> Tasks and exercises
1 – From the Opus X birthday thread, retype the passage between "## goyankees (May" and "(Oct 19, 2008)", inclusive.
2 – Answer these questions using the Opus X birthday thread:
(a) What cigar did Doogie have for the birthday smoke?
(b) According to LkyLindy, what item gave it away?
(c) What does m69c44 say they like, besides the smoke itself?
3 – Name every user in the Opus X birthday thread whose date falls in 2007.

> Document

** BEGIN **

# Opus X B-Day



## Doogie (Oct 15, 2007)

I had an OpusX for my birthday smoke. What an excelent smoke.:hail::smokin:


----------



## cboor001 (Aug 6, 2008)

Very nice. Great lookin smoke. Happy Birthday bro.


----------



## m69c44 (Nov 5, 2007)

looks great, ( I like your ashtray ) 

happy B-Day bro:clap2:


----------



## goyankees (May 16, 2008)

Isn't awesome how you were able to smoke outside in November despite a few raindrops falling on your head? It's days like yesterday that give some validity to global warming...


----------



## Coop D (Oct 19, 2008)

That's a great B-Day right there!


----------



## jitzy (Jan 7, 2007)

awesome choice Jim


----------



## stlcards (Sep 14, 2007)

Very nice choice. Happy birthday!arty::smoke2:

My b day is coming up and I've been thinking about having an Opus to celebrate as well.


----------



## luckyfitz13 (Apr 6, 2008)

Happy birthday old man :biggrin:


----------



## LkyLindy (Feb 1, 2008)

I knew it was you Jimbo-That Tommy Bahama gave it away


----------



## happy1 (Jun 29, 2007)

Great choice for a B-day smoke


----------



## Cigary (Oct 19, 2007)

Great smoke on a great day,,

Love the Opus and that ash tray looks really good.


----------



## Paint (Mar 1, 2008)

Great choice and happy birthday...


----------



## SMOKE20 (Apr 26, 2008)

Thats the way to smoke on your bday


----------



## CGARMAN23 (May 16, 2008)

Nice cigar and happy birthday.


----------



## amateurke (Mar 28, 2008)

** END **

> Given entries
** BEGIN **

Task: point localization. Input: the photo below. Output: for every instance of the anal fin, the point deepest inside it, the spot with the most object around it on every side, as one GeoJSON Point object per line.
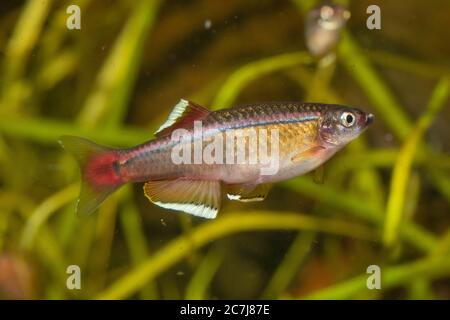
{"type": "Point", "coordinates": [311, 152]}
{"type": "Point", "coordinates": [197, 197]}
{"type": "Point", "coordinates": [248, 193]}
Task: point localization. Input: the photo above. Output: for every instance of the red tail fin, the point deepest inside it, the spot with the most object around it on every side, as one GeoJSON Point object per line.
{"type": "Point", "coordinates": [100, 174]}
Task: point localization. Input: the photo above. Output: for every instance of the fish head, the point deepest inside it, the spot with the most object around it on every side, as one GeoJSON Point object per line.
{"type": "Point", "coordinates": [340, 125]}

** END **

> Answer set
1 –
## goyankees (May 16, 2008)

Isn't awesome how you were able to smoke outside in November despite a few raindrops falling on your head? It's days like yesterday that give some validity to global warming...


----------



## Coop D (Oct 19, 2008)

2 –
(a) An OpusX.
(b) The Tommy Bahama.
(c) The ashtray.

3 – Doogie, m69c44, jitzy, stlcards, happy1, Cigary